Segment Start: Records for the task

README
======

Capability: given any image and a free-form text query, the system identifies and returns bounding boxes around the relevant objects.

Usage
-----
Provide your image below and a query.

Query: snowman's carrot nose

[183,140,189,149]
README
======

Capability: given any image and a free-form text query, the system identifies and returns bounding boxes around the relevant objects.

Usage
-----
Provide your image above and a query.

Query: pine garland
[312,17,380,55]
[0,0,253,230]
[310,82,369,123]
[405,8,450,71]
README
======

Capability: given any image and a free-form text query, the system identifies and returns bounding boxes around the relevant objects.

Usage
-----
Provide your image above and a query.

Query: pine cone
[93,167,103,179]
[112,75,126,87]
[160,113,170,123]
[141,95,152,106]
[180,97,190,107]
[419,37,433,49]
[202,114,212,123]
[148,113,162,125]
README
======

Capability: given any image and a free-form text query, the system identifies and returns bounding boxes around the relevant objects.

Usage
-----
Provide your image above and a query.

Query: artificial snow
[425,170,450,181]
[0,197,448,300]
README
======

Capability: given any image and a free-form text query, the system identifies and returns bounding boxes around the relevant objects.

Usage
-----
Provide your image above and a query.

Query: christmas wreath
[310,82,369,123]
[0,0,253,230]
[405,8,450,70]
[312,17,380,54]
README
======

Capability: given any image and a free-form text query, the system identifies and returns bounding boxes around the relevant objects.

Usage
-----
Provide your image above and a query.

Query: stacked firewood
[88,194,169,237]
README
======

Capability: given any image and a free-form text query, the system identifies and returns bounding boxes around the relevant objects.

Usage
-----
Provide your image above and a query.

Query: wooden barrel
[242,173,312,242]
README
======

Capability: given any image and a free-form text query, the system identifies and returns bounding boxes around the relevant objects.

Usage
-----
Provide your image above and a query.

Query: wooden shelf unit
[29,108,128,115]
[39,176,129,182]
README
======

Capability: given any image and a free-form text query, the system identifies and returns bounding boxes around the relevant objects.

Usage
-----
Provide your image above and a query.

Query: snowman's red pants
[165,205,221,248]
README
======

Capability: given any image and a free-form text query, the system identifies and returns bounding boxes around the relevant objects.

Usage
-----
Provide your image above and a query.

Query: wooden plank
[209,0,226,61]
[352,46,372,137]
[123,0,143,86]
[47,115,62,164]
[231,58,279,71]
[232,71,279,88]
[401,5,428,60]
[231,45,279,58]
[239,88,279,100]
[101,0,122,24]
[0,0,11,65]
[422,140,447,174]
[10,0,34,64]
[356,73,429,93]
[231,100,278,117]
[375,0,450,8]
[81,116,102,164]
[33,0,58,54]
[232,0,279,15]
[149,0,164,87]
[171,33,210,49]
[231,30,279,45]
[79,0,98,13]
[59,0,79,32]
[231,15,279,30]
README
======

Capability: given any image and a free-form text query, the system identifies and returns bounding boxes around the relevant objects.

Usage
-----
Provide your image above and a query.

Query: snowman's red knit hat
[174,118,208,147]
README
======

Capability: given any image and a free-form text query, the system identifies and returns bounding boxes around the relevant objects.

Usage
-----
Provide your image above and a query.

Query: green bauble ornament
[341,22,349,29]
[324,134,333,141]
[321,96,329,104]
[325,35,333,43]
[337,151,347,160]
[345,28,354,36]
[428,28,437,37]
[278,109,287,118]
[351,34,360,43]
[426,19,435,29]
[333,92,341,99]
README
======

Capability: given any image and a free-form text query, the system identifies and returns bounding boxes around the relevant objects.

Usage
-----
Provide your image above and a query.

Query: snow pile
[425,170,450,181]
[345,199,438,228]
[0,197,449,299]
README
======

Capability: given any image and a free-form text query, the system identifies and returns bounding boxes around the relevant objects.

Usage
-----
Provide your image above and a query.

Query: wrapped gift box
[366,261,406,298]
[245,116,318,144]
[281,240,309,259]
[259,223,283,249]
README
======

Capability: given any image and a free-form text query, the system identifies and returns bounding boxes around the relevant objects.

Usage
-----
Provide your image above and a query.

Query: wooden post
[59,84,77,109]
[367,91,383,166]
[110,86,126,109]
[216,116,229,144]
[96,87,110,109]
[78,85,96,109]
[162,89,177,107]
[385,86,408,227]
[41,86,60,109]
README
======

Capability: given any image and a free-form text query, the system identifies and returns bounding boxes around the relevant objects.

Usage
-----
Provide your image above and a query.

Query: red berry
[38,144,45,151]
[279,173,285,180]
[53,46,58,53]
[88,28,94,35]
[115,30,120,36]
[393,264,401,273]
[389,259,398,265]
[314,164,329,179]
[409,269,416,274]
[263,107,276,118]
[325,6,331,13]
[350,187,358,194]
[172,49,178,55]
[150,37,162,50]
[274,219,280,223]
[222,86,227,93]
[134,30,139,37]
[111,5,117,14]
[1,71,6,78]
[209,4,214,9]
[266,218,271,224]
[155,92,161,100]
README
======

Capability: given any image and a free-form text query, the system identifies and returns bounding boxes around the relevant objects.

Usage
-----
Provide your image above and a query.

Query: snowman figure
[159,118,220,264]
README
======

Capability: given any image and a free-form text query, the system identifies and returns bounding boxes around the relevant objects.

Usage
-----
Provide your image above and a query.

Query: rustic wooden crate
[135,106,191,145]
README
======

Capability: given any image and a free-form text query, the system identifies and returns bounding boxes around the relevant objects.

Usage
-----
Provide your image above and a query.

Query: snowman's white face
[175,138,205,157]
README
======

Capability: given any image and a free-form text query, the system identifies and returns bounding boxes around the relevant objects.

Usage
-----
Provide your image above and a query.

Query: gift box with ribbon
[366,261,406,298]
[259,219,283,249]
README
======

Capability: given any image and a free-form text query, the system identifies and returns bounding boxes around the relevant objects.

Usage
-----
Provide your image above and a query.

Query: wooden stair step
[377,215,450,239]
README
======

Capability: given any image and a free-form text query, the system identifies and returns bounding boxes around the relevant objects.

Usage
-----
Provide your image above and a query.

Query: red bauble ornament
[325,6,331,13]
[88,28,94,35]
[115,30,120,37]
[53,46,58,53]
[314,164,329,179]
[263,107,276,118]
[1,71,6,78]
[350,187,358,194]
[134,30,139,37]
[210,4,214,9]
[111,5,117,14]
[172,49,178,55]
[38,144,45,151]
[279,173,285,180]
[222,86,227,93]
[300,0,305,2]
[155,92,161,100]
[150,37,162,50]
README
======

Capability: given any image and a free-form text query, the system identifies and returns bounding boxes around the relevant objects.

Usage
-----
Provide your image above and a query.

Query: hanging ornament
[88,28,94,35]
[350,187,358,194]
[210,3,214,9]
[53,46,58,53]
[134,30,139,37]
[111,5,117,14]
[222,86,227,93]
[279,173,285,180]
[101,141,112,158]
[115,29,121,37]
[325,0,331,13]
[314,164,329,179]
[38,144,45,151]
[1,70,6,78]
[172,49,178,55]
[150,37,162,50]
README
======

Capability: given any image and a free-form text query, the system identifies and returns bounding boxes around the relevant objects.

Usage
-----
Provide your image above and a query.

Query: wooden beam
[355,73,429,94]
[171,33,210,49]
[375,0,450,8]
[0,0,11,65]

Segment End: Records for the task

> **What you should do**: An unaltered transcription of all the data above is needed.

> **Problem solution**:
README
======

Capability: given any image and a free-form text query, the system identifies and returns bounding boxes around the relevant objects.

Usage
-----
Provide your image below and a query.

Query: snowman's carrot nose

[183,140,189,149]
README
======

Capability: given any image and a free-form text query, the system identifies and returns bounding boxes around the relevant objects.

Usage
-----
Provide your image above and a query.

Query: pine garland
[312,17,380,55]
[0,0,253,230]
[310,82,369,123]
[405,8,450,71]
README
======

Capability: given any image and a free-form text query, the system identifies and returns bounding boxes around the relevant objects.

Usage
-----
Provide your image above and a query.

Query: pine cone
[93,167,103,179]
[112,75,126,87]
[160,113,170,123]
[141,95,152,106]
[180,97,190,107]
[419,37,433,49]
[202,114,212,123]
[148,113,162,125]
README
======

Capability: given any image and a free-form text query, the system identifies and returns bounding boxes around the relevant objects.

Usage
-----
Provide your image above and a query.

Query: artificial snow
[425,170,450,181]
[0,197,448,300]
README
======

Capability: given any image and a free-form text query, the system identifies and returns bounding boxes around the relevant objects.

Usage
-----
Provide your image above and a query.

Query: christmas wreath
[310,82,369,123]
[0,0,253,230]
[405,8,450,70]
[312,17,380,54]
README
======

Capability: given any image and a free-form text query, the system identifies and returns bounding boxes around the relevant objects.

Usage
-----
Provide your image above and a query.

Query: stacked firewood
[88,194,169,237]
README
======

Capability: given any image and a free-form text query, the system identifies and returns bounding boxes around the relevant objects.

Usage
-----
Provide your image above and a query.

Query: wooden barrel
[242,173,312,242]
README
======

Capability: given any image and a free-form text query, the system identifies and returns bounding boxes around the relevant objects.

Usage
-----
Provide your image above and a query.

Query: wooden shelf unit
[29,108,128,115]
[39,176,129,182]
README
======

Capability: given any image and a free-form text query, the system identifies and returns bounding boxes around the relevant objects.

Usage
-----
Provide your image above and a query.

Query: snowman's red pants
[165,205,221,248]
README
======

Capability: given any image and a free-form text query, the system identifies and returns bounding boxes around the relevant objects.

Usage
-----
Provide your image above and a query.

Query: wooden plank
[209,0,226,61]
[352,46,372,137]
[123,0,143,86]
[47,115,62,164]
[231,58,279,71]
[232,71,279,88]
[401,5,428,60]
[231,45,279,58]
[239,88,279,100]
[101,0,122,24]
[0,0,11,65]
[422,140,447,174]
[10,0,34,64]
[356,73,429,93]
[231,100,278,117]
[375,0,450,8]
[81,116,102,164]
[33,0,58,54]
[232,0,279,15]
[149,0,164,87]
[171,33,210,49]
[231,30,279,45]
[79,0,98,13]
[59,0,79,32]
[231,15,279,30]
README
======

Capability: given any image and a free-form text query, the system identifies and returns bounding boxes around the relevant objects.

Usage
-----
Provide your image above and a query.

Query: snowman's red knit hat
[174,118,208,147]
README
======

Capability: given any image and a free-form text query, the system identifies and returns bounding boxes around the relevant objects.

Usage
-----
Provide your image above and a query.

Query: green bauble ornament
[341,22,349,29]
[324,134,333,141]
[321,96,329,104]
[325,35,333,43]
[337,151,347,160]
[345,28,354,36]
[428,28,437,37]
[278,109,287,118]
[351,34,360,43]
[426,19,435,29]
[333,92,341,99]
README
======

Capability: given any image and a free-form text query, the system identifies and returns bounding boxes around the relevant objects.

Usage
-----
Provide your image above and a query.

Query: snow pile
[425,170,450,181]
[345,199,438,228]
[0,197,449,299]
README
======

Capability: given any image and a free-form text query, the system identifies and returns bounding boxes around the relevant objects.

Usage
-----
Provide your image above and a query.

Query: wrapped gift box
[366,261,406,298]
[245,116,318,144]
[281,240,309,259]
[259,223,283,249]
README
======

Capability: given any image and a free-form text query, the system identifies and returns bounding boxes around the relevant objects.

Usage
-----
Provide your image above and a query.

Query: wooden post
[59,84,77,109]
[367,91,383,166]
[110,86,126,109]
[216,116,229,144]
[96,87,110,109]
[78,85,96,109]
[162,89,177,107]
[385,86,408,227]
[41,86,60,109]
README
======

Capability: given any image and a free-form text query, the system identifies and returns bounding boxes around the relevant objects.

Usage
-----
Provide your image above and a query.

Query: red berry
[38,144,45,151]
[279,173,285,180]
[53,46,58,53]
[88,28,94,35]
[115,30,120,36]
[393,264,401,273]
[389,259,398,265]
[314,164,329,179]
[409,269,416,274]
[263,107,276,118]
[325,6,331,13]
[350,187,358,194]
[172,49,178,55]
[150,37,162,50]
[274,219,280,223]
[222,86,227,93]
[134,30,139,37]
[111,5,117,14]
[1,71,6,78]
[209,4,214,9]
[266,218,271,224]
[155,92,161,100]
README
======

Capability: given any image and a free-form text query, the system identifies and returns bounding boxes around the relevant objects.

Usage
-----
Provide your image above and a query.

Query: snowman figure
[159,118,220,264]
README
======

Capability: given any image and a free-form text query, the system identifies and returns bounding boxes around the relevant objects.

Usage
-----
Provide your image above and a query.

Query: rustic wooden crate
[135,106,191,145]
README
======

Capability: given any image and a free-form text query, the system identifies and returns bounding boxes around the relevant objects.

Usage
-----
Provide your image above and a query.

Query: snowman's white face
[175,138,205,157]
README
======

Capability: given any image and a free-form text query, the system identifies and returns bounding boxes around the relevant objects.

Usage
-----
Provide your image above and a query.

Query: gift box with ribbon
[366,261,406,298]
[259,219,283,249]
README
======

Capability: given any image and a free-form text query, the system identifies and returns bounding boxes around the relevant objects.

Usage
-----
Provide your image above and a query.

Query: wooden stair step
[377,215,450,239]
README
======

Capability: given any image and a free-form text query, the system identifies and returns bounding boxes around the relevant objects.

Usage
-----
Provide your image above and a query.

Query: red bauble ornament
[325,6,331,13]
[88,28,94,35]
[115,30,120,37]
[53,46,58,53]
[314,164,329,179]
[263,107,276,118]
[1,71,6,78]
[350,187,358,194]
[134,30,139,37]
[210,4,214,9]
[111,5,117,14]
[172,49,178,55]
[38,144,45,151]
[279,173,285,180]
[222,86,227,93]
[300,0,305,2]
[155,92,161,100]
[150,37,162,50]
README
======

Capability: given any image and a free-form text query, the system identifies and returns bounding boxes around the relevant objects.

Usage
-----
Provide your image above and a query.

Query: hanging ornament
[88,28,94,35]
[350,187,358,194]
[210,3,214,9]
[53,46,58,53]
[134,30,139,37]
[111,5,117,14]
[222,86,227,93]
[279,173,285,180]
[101,141,112,158]
[115,29,121,37]
[325,0,331,13]
[314,164,329,179]
[38,144,45,151]
[1,70,6,78]
[172,49,178,55]
[150,37,162,50]
README
======

Capability: given any image and a free-form text query, the system identifies and returns bounding boxes around the relevant objects.

Usage
-----
Provide your image above and a query.

Query: wooden beam
[355,73,429,94]
[171,33,210,49]
[375,0,450,8]
[0,0,11,65]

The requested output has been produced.